Task instructions
Exactly and without additions, transcribe the line that contains "Locate every instance of the wristwatch" and every line after it in the data.

(Image point grounding data)

• • • •

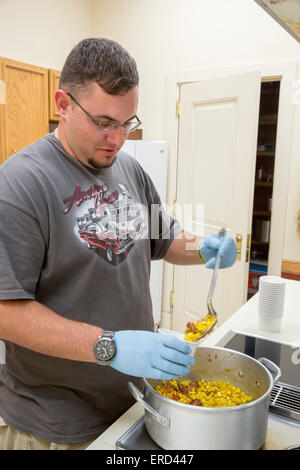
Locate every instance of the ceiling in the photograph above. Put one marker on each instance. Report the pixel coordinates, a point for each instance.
(285, 12)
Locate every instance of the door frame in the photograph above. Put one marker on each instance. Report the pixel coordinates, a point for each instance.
(286, 73)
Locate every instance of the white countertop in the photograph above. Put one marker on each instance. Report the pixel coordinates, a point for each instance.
(245, 320)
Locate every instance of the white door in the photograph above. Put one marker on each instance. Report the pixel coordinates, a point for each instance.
(218, 127)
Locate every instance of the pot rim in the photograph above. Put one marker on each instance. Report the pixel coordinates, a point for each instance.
(207, 409)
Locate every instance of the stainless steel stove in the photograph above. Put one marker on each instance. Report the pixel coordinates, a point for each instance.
(284, 417)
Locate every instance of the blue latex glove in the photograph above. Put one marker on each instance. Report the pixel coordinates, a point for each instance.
(151, 355)
(211, 245)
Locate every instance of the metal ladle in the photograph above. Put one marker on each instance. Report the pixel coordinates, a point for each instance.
(211, 310)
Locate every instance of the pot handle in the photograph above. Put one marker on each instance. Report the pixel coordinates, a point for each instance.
(273, 368)
(138, 395)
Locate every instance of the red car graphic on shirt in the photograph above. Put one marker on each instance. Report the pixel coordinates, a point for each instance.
(114, 236)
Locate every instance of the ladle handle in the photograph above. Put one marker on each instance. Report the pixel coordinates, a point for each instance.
(222, 234)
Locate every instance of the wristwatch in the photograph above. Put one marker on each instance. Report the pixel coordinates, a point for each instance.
(105, 348)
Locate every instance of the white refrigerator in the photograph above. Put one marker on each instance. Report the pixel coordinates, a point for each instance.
(153, 157)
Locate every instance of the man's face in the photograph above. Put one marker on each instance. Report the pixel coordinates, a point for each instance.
(84, 139)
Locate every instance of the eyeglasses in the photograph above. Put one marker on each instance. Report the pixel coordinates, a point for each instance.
(107, 127)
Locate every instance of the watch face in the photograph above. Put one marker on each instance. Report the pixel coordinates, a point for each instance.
(105, 349)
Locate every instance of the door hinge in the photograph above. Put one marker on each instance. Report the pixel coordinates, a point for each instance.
(248, 247)
(238, 242)
(172, 298)
(174, 207)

• • • •

Exercise solution
Locate every instance of the wristwatch in the photograph above. Put one marker on each instance. Report the pixel coordinates, a point for each instance.
(105, 348)
Locate every instance of the white refrigerator in the photograph above. Put one marker on each instance. Report the pixel coordinates, a point for each instance.
(153, 157)
Locate every instance of the man's face in the photograph above. Put one marker on each instance. Report the pixel coordinates, a point for each instance.
(84, 139)
Locate every instance of the eyeglasses in the photograph above. Put one marker on each instance. Report the pixel coordinates, a point for each instance.
(107, 127)
Locate every instance of the watch face in the photograph above. Put one marker on each instance. Report the pixel coordinates, a point for each instance.
(105, 349)
Locate every instance of the door hinge in the photograph above. Put one marker on each instance. Report the pixel coordinates, a point for each instance.
(248, 247)
(238, 242)
(172, 298)
(174, 207)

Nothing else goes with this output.